There are safeguards called deoptimization to make the opposite transformation and reverts back to the non-optimized code in case an assumption the engine made doesn’t hold true anymore.

这里有被称为逆优化的安全防护，以防止当引擎所假设的事情不再成立的时候，可以进行逆向转换和把代码反转为未优化的代码。

Garbage collection

垃圾回收

For garbage collection, V8 uses a traditional generational approach of mark-and-sweep to clean the old generation. The marking phase is supposed to stop the JavaScript execution. In order to control GC costs and make the execution more stable, V8 uses incremental marking: instead of walking the whole heap, trying to mark every possible object, it only walk part of the heap, then resumes normal execution. The next GC stop will continue from where the previous heap walk has stopped. This allows for very short pauses during the normal execution. As mentioned before, the sweep phase is handled by separate threads.

V8 使用传统的标记-清除技术来清理老旧的内存以进行垃圾回收。标记阶段会中止 JavaScript 的运行。为了控制垃圾回收的成本并且使得代码执行更加稳定，V8 使用增量标记法：不遍历整个内存堆，试图标记每个可能的对象，它只是遍历一部分堆，然后恢复正常的代码执行。下一个垃圾回收点将会从上一个堆遍历中止的地方开始执行。这会在正常的代码执行过程中有一个非常短暂的间隙。之前提到过，清除阶段是由单独的线程处理的。

Ignition and TurboFan

Ignition 和 TurboFan

With the release of V8 5.9 earlier in 2017, a new execution pipeline was introduced. This new pipeline achieves even bigger performance improvements and significant memory savings in real-world JavaScript applications.

随着2017年初V8 5.9的发布，引入了新的执行管道。这个新的管道可以在实际的JavaScript应用程序中实现更大的性能提升并显著节省内存。

The new execution pipeline is built on top of Ignition, V8’s interpreter, and TurboFan, V8’s newest optimizing compiler.
★ ★ ★ ★ ★
**任务 A:** 这篇关于 V8 引擎的文章中提到了哪些软件或编程语言的专有名称？请全部列出。
这篇文章与这些条目之间没有任何关联。

**给定条目:**
★ ★ ★ ★ ★
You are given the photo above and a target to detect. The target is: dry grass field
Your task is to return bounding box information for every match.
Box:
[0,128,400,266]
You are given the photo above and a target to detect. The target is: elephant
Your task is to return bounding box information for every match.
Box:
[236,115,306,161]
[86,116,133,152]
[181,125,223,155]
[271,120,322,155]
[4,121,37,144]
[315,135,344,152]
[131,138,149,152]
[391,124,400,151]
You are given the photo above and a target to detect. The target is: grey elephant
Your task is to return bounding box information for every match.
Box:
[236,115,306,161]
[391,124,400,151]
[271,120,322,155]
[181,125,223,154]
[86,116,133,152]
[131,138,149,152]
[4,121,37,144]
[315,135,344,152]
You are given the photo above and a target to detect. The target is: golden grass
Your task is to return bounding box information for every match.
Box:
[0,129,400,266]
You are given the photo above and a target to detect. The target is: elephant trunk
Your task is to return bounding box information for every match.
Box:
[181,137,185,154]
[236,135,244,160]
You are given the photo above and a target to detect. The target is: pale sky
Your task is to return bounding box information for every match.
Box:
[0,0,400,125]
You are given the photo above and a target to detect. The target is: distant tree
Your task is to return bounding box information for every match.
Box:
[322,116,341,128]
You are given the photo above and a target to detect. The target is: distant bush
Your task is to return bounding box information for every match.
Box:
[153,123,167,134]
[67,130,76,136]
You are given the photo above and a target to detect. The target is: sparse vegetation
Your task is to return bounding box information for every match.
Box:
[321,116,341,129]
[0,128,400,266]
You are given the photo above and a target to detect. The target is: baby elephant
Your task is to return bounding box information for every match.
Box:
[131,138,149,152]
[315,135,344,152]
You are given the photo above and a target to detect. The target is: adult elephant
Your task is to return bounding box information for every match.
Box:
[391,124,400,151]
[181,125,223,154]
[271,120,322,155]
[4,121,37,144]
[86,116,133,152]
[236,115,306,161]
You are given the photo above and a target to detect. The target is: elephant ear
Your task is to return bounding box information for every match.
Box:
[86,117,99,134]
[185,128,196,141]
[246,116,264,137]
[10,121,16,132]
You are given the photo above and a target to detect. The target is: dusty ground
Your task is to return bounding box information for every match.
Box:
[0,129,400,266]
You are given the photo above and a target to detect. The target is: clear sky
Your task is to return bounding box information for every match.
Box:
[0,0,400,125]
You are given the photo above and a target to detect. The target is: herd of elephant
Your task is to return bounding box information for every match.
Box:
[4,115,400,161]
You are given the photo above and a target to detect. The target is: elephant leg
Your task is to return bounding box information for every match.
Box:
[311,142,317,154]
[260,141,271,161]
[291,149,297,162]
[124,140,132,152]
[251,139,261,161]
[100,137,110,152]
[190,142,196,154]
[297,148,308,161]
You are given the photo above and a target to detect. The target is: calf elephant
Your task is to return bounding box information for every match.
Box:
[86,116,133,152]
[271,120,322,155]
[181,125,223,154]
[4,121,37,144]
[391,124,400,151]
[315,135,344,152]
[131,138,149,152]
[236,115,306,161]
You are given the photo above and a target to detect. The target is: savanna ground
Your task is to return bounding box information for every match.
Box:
★ ★ ★ ★ ★
**任务 B:** 请在条目中找到包含“herd of elephant”的那一行，从这一行开始逐字照录，到包含“[297,148,308,161]”的那一行结束，首尾两行都要包括在内。

**书面回答 A:** V8、JavaScript、Ignition、TurboFan

**书面回答 B:**
You are given the photo above and a target to detect. The target is: herd of elephant
Your task is to return bounding box information for every match.
Box:
[4,115,400,161]
You are given the photo above and a target to detect. The target is: elephant leg
Your task is to return bounding box information for every match.
Box:
[311,142,317,154]
[260,141,271,161]
[291,149,297,162]
[124,140,132,152]
[251,139,261,161]
[100,137,110,152]
[190,142,196,154]
[297,148,308,161]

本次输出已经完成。